### The problem
Write out the material below word for word, keeping every line unchanged.
»»
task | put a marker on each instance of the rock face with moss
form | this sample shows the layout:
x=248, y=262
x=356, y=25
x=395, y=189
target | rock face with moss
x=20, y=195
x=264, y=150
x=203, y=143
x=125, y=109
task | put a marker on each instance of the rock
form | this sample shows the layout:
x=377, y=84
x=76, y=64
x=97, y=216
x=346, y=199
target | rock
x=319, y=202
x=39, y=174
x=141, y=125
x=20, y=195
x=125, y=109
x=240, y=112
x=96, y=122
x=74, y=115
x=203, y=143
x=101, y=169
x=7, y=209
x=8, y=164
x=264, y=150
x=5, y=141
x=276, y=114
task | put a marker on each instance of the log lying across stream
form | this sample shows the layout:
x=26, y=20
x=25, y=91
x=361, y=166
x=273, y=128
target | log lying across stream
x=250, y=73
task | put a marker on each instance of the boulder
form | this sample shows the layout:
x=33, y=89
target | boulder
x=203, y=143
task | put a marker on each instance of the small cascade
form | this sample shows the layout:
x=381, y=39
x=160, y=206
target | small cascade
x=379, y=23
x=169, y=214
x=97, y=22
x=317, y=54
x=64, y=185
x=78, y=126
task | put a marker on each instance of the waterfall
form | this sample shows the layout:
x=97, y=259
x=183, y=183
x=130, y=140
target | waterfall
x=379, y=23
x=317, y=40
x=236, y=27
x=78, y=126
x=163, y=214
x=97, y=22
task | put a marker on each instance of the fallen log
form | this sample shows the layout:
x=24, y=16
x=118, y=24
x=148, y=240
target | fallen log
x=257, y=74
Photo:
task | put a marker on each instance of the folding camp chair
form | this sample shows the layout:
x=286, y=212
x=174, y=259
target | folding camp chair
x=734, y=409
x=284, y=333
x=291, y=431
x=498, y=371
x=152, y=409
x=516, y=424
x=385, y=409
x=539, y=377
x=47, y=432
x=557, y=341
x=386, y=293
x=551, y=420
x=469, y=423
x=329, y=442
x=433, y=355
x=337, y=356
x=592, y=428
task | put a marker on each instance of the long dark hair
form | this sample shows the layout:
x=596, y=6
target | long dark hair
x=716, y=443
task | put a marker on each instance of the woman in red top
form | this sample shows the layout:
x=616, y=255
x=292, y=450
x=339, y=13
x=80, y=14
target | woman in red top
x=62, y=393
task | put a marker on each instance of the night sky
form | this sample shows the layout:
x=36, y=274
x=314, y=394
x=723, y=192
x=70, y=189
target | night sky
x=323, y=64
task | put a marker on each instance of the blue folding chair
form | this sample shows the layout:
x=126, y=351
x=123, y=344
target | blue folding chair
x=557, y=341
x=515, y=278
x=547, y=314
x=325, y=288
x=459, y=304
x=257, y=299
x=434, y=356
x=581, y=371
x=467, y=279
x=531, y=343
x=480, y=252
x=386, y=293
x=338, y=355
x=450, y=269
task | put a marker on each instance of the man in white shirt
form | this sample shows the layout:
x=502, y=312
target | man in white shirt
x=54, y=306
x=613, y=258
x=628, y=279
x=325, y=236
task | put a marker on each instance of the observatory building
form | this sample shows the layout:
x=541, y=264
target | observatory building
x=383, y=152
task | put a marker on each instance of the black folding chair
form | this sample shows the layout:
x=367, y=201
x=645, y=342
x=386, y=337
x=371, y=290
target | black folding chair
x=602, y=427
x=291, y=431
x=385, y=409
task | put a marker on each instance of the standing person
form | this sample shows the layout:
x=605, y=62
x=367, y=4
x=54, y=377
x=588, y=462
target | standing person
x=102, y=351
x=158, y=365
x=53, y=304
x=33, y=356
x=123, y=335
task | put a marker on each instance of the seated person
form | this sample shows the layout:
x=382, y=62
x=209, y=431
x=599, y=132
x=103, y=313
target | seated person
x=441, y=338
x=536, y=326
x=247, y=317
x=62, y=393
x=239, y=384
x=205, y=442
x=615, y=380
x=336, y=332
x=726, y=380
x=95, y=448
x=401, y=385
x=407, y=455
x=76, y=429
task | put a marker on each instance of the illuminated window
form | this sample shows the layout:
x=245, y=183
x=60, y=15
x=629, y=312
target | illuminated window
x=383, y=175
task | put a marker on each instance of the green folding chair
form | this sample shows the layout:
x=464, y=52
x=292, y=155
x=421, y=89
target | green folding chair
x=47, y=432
««
### Result for this exercise
task | put a marker on each instance of the rock face with moss
form | this sample shows the layout:
x=248, y=262
x=356, y=25
x=395, y=189
target | rock face with moss
x=20, y=195
x=264, y=150
x=203, y=143
x=125, y=109
task | put a marker on each instance of the rock
form | this sample shows the layout:
x=377, y=84
x=76, y=64
x=97, y=216
x=346, y=199
target | rock
x=319, y=202
x=39, y=174
x=141, y=125
x=20, y=195
x=125, y=109
x=240, y=112
x=96, y=122
x=74, y=115
x=203, y=143
x=101, y=169
x=7, y=209
x=8, y=164
x=264, y=150
x=5, y=141
x=276, y=114
task | put a marker on each instance of the log lying across stream
form | this sample shows the layout:
x=26, y=20
x=25, y=91
x=361, y=166
x=273, y=128
target | log lying across stream
x=250, y=73
task | put a marker on each instance of the boulder
form | this sample shows the layout:
x=33, y=89
target | boulder
x=203, y=143
task | put a marker on each instance of the small cascade
form | this sample shows the layout:
x=381, y=39
x=160, y=206
target | small cascade
x=379, y=23
x=169, y=214
x=97, y=22
x=317, y=54
x=64, y=185
x=78, y=126
task | put a marker on each instance of the waterfall
form | this sample shows the layout:
x=97, y=259
x=183, y=183
x=130, y=140
target | waterfall
x=379, y=23
x=317, y=40
x=236, y=27
x=78, y=126
x=163, y=214
x=97, y=22
task | put a marker on each instance of the fallen log
form | this sample shows the layout:
x=24, y=16
x=118, y=24
x=148, y=240
target | fallen log
x=257, y=74
Photo:
task | put a marker on each instance of the folding camp chair
form | this sample shows the layout:
x=286, y=212
x=174, y=259
target | folding camp chair
x=734, y=409
x=284, y=333
x=291, y=431
x=498, y=371
x=152, y=409
x=516, y=424
x=385, y=409
x=539, y=377
x=47, y=432
x=557, y=341
x=386, y=293
x=551, y=420
x=469, y=423
x=329, y=442
x=433, y=355
x=337, y=356
x=592, y=428
task | put a marker on each instance of the long dark hair
form | this sample shows the layout:
x=596, y=6
target | long dark hair
x=716, y=443
task | put a marker on each instance of the woman in red top
form | this sample shows the layout:
x=616, y=255
x=292, y=450
x=339, y=13
x=80, y=14
target | woman in red top
x=62, y=393
task | put a marker on each instance of the night sky
form | this sample shows the layout:
x=36, y=274
x=314, y=394
x=723, y=192
x=70, y=189
target | night sky
x=323, y=64
task | put a marker on each instance of the blue folding chair
form | this sample shows the layout:
x=126, y=351
x=123, y=344
target | blue folding chair
x=557, y=341
x=515, y=278
x=547, y=314
x=325, y=288
x=459, y=304
x=257, y=299
x=434, y=356
x=581, y=371
x=467, y=279
x=531, y=343
x=480, y=252
x=386, y=293
x=338, y=355
x=450, y=269
task | put a marker on each instance of the man in white shirt
form | this sample shows the layout:
x=502, y=312
target | man in white shirt
x=54, y=306
x=613, y=258
x=628, y=279
x=325, y=236
task | put a marker on each instance of the observatory building
form | this sample shows the layout:
x=541, y=264
target | observatory building
x=383, y=152
task | put a marker on each instance of the black folding chair
form | this sample shows the layout:
x=367, y=201
x=645, y=342
x=386, y=337
x=371, y=290
target | black folding chair
x=602, y=427
x=291, y=431
x=385, y=409
task | put a marker on each instance of the standing person
form | this sample shows the layout:
x=605, y=62
x=367, y=4
x=54, y=377
x=588, y=462
target | standing person
x=102, y=351
x=158, y=365
x=53, y=304
x=33, y=356
x=123, y=335
task | put a marker on each instance of the seated person
form | this sample shows the layout:
x=382, y=62
x=209, y=431
x=599, y=132
x=103, y=313
target | seated person
x=441, y=338
x=536, y=326
x=247, y=317
x=62, y=393
x=239, y=384
x=205, y=442
x=615, y=380
x=336, y=332
x=726, y=380
x=95, y=448
x=401, y=385
x=407, y=455
x=76, y=429
task | put a marker on each instance of the illuminated window
form | this sample shows the layout:
x=245, y=183
x=60, y=15
x=629, y=312
target | illuminated window
x=383, y=175
task | put a marker on each instance of the green folding chair
form | this sample shows the layout:
x=464, y=52
x=292, y=155
x=421, y=89
target | green folding chair
x=47, y=432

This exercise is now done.